_Énoncé 1_.
Répondez aux questions suivantes sur le texte consacré aux normes de dénonciation dans la police :
(a) Quel article du Code de conduite des Nations unies pour les responsables de l'application des lois mentionne la dénonciation ?
(b) Quelle année figure entre parenthèses après la Convention de l'Union africaine sur la prévention et la lutte contre la corruption ?
(c) Qui a adopté une directive européenne sur la protection des lanceurs d'alerte en avril 2019 ?

_Texte_.
Les normes qui encouragent ou obligent les agents de police à signaler les suspicions d’infraction ou de faute existent depuis longtemps au niveau national et international. Par exemple, la pratique de la dénonciation dans le domaine du maintien de l’ordre a été mentionnée dans l'article 8 du Code de conduite des Nations unies pour les responsables de l'application des lois (résolution 34/169 de l'Assemblée générale de 1979) :

Les responsables de l'application des lois qui ont des raisons de penser qu'une violation du présent Code s'est produite ou est sur le point de se produire signalent le cas à leurs supérieurs et, au besoin, à d'autres autorités ou instances de contrôle ou de recours compétentes.

Ces dernières décennies, certains principes encourageant le signalement de fautes ont été inclus dans plusieurs instruments régionaux et internationaux tels que la Convention des Nations Unies contre la corruption (2005), la Convention civile du conseil de l'Europe sur la corruption (1999) et la Convention pénale sur la corruption (1999) et sa Recommandation sur la protection des lanceurs d’alerte (2014), la Convention interaméricaine contre la corruption de l'Organisation des États américains (OEA) (1996), la Convention de l'Union africaine sur la prévention et la lutte contre la corruption (2003) et le Protocole contre la corruption de la Communauté de développement de l'Afrique australe (2001) (disponible en anglais uniquement). La plupart de ces instruments sont juridiquement contraignants, , cependant ils ne portent pas spécifiquement sur la dénonciation et la protection des lanceurs d’alerte.

En outre, le Guide de ressources de l'ONUDC sur les bonnes pratiques en matière de protection des personnes qui communiquent des informations cite les articles pertinents de ces conventions respectives (ONUDC 2016 pp. 105-109), et la page web de l'ONUDC sur la protection des lanceurs d’alerte fournit une série de documents sur ce sujet. Il n'existe pas encore de définition universelle de la dénonciation ni de convention internationale sur la protection des lanceurs d’alerte, mais de plus en plus de normes, de bonnes ou de meilleures pratiques en matière de protection des lanceurs d’alerte, de principes et de recommandations sont adoptés par divers organismes. En outre, en avril 2019, le Parlement européen a adopté une directive européenne sur la protection des lanceurs d’alerte.

_Données de travail_.
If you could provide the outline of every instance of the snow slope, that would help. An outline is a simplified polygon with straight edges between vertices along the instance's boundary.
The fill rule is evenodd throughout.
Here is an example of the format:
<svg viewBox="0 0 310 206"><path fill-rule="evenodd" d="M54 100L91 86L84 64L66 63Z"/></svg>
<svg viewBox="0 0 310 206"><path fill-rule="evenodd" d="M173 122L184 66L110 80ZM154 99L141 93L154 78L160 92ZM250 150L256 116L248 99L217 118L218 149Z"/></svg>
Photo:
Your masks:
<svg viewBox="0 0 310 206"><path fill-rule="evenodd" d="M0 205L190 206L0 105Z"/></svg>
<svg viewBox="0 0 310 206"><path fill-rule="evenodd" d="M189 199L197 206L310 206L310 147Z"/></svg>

_Énoncé 2_.
Renommez « snow slope » en « glacier » dans toute la liste ci-dessus, en la recopiant sans autre changement.

_Corrigé 1_.
(a) L'article 8.
(b) 2003.
(c) Le Parlement européen.

_Corrigé 2_.
If you could provide the outline of every instance of the glacier, that would help. An outline is a simplified polygon with straight edges between vertices along the instance's boundary.
The fill rule is evenodd throughout.
Here is an example of the format:
<svg viewBox="0 0 310 206"><path fill-rule="evenodd" d="M54 100L91 86L84 64L66 63Z"/></svg>
<svg viewBox="0 0 310 206"><path fill-rule="evenodd" d="M173 122L184 66L110 80ZM154 99L141 93L154 78L160 92ZM250 150L256 116L248 99L217 118L218 149Z"/></svg>
Photo:
Your masks:
<svg viewBox="0 0 310 206"><path fill-rule="evenodd" d="M0 205L190 206L0 105Z"/></svg>
<svg viewBox="0 0 310 206"><path fill-rule="evenodd" d="M189 199L197 206L310 206L310 147Z"/></svg>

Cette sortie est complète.